Records excerpted from a collection
+ + +

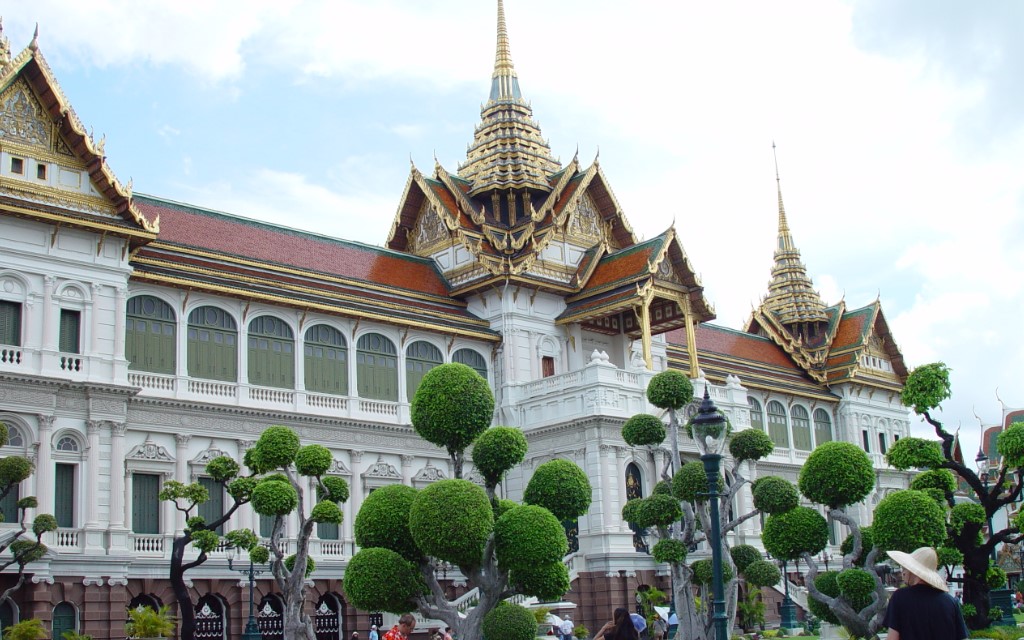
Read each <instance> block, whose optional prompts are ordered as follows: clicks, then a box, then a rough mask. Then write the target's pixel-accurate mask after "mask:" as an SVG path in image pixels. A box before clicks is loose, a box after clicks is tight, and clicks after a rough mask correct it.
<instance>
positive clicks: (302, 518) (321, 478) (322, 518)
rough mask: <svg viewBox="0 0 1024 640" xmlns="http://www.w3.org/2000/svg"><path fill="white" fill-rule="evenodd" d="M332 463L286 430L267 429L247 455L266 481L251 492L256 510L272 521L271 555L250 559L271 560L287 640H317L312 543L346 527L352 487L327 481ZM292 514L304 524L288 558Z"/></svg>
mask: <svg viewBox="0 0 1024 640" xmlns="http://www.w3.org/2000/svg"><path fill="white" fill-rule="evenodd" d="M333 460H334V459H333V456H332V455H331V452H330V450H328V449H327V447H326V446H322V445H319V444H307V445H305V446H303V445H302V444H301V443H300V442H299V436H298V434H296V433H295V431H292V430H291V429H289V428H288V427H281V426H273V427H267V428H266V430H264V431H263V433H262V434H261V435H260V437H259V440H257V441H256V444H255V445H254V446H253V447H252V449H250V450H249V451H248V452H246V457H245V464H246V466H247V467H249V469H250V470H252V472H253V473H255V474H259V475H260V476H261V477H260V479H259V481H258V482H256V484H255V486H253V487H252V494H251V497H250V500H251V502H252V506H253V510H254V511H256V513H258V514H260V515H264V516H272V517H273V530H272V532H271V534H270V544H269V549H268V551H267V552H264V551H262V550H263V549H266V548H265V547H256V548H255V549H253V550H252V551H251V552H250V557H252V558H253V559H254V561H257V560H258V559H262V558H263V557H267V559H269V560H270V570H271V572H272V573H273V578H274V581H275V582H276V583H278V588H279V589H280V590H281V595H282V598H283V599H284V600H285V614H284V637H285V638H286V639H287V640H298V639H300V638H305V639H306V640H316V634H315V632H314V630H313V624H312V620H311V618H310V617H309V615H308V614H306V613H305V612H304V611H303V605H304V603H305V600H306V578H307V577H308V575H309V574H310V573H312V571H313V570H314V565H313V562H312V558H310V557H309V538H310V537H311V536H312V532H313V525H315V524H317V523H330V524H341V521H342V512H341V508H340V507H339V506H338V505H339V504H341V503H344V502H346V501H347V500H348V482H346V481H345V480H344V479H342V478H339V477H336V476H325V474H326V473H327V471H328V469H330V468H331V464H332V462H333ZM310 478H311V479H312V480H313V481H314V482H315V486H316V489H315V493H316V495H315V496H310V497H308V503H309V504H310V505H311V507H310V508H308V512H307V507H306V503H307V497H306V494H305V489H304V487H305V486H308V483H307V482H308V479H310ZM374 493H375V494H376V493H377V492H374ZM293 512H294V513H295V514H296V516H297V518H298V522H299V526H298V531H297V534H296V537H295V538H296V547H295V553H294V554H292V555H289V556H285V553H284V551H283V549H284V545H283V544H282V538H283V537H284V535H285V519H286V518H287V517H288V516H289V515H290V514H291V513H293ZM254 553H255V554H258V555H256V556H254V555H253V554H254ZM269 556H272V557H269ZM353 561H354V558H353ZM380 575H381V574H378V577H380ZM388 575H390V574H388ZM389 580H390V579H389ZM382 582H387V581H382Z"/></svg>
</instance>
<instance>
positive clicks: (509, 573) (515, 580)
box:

+ + +

▸ **WHAT TO PRODUCE**:
Scan the records above and show every line in which the word "instance" occurs.

▸ **RESULT**:
Read each <instance> block, whose optional prompts are ordered as follows: clicks, then a box, then a rough mask. Then write the target's pixel-accurate mask after "mask:" as an SVG path in image pixels. A box before clicks is loose, a box after clicks is tight, and clicks after a rough mask correct it.
<instance>
</instance>
<instance>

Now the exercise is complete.